Finally, Shana Slater, in her article entitled “Teens help peers keep the peace ”, states that when teens counsel other students on anger management and conflict resolution during the peer mediation process, it could help prevent terrible, violent incidents such as Columbine High in Colorado, as well as incidents in Arkansas, Oregon and Kentucky from happening.
As these authors suggest, student/peer mediation can be a strong, helpful tool in many ways, and not in just the traditional “conflict resolution” sense.
As a means of closure, I would also like to comment on a few items, as this editorial will be my last as a guest on this site.
This editorship has been a great growing experience for me. It has provided a forum for me to interact with those others in the same general field as I am involved with. I can tell you that mediation works, from personal experience. I have represented the company I work for on numerous occasions in mediations, and I would say that out of probably the ten I have been involved with, nine of the cases have settled. These are personal injury cases, not involving youth and schools, but the same basic premise exists in most all mediations, regardless of the issues the parties bring to the table. This editorship has also provided me the benefit of getting to know and interact with people who have many years of experience in the area of conflict resolution/mediation, something that I do not currently have.
Overall being a guest editor has been an enriching experience, one I will not soon forget. I appreciate the opportunity from the gracious people at Mediate.com to be part of this great resource, and in the future, I will certainly recommend those interested to this website.

§ **Requirement**
Rewrite the stretch of the peer mediation text from "As these authors" through "on this site.", using "column" in place of "editorial".

§ **Extracted entries**
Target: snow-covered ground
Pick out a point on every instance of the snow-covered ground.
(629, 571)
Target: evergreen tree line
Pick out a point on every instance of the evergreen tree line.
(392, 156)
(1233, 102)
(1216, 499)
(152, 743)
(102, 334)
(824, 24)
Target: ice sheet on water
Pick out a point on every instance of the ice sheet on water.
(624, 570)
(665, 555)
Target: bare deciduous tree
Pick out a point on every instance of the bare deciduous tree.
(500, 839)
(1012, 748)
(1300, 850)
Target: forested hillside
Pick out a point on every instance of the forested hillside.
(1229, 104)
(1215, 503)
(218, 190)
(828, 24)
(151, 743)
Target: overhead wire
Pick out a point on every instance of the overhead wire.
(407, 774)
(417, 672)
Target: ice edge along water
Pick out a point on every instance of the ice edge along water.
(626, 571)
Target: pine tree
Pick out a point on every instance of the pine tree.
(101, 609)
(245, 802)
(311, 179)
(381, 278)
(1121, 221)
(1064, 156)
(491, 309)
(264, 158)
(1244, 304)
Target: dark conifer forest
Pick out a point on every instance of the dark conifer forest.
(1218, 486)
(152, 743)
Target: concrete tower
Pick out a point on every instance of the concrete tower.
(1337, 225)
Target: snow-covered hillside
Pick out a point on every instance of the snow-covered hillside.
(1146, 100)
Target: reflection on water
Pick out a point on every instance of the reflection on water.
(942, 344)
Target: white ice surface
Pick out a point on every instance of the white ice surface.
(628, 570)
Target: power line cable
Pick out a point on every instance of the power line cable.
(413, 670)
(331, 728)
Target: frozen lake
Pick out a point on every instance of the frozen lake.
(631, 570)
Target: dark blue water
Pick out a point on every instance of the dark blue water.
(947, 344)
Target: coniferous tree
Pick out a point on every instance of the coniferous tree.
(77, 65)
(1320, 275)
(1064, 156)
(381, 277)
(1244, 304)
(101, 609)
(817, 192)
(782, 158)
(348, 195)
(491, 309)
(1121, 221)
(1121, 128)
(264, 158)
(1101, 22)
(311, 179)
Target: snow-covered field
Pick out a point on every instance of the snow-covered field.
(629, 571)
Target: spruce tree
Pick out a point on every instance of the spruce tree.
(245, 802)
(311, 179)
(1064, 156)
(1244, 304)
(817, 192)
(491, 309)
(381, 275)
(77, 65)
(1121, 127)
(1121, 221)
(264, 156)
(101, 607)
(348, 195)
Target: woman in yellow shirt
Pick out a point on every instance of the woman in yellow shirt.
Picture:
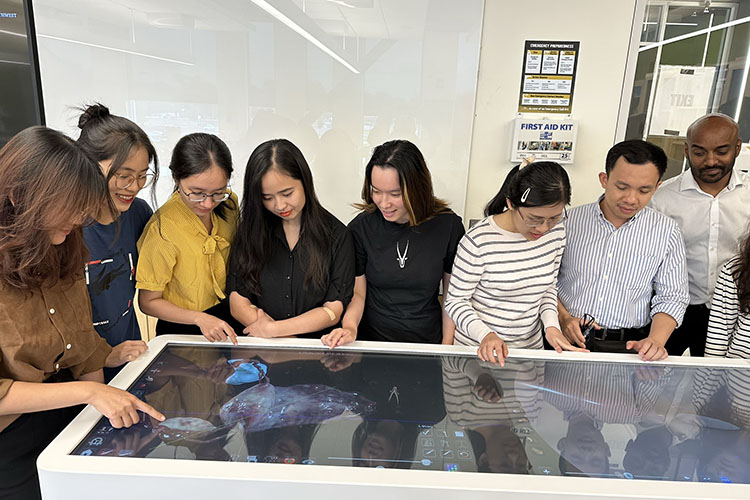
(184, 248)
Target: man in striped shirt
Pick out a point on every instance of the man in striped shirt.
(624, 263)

§ **Response to this exercise**
As these authors suggest, student/peer mediation can be a strong, helpful tool in many ways, and not in just the traditional “conflict resolution” sense.
As a means of closure, I would also like to comment on a few items, as this column will be my last as a guest on this site.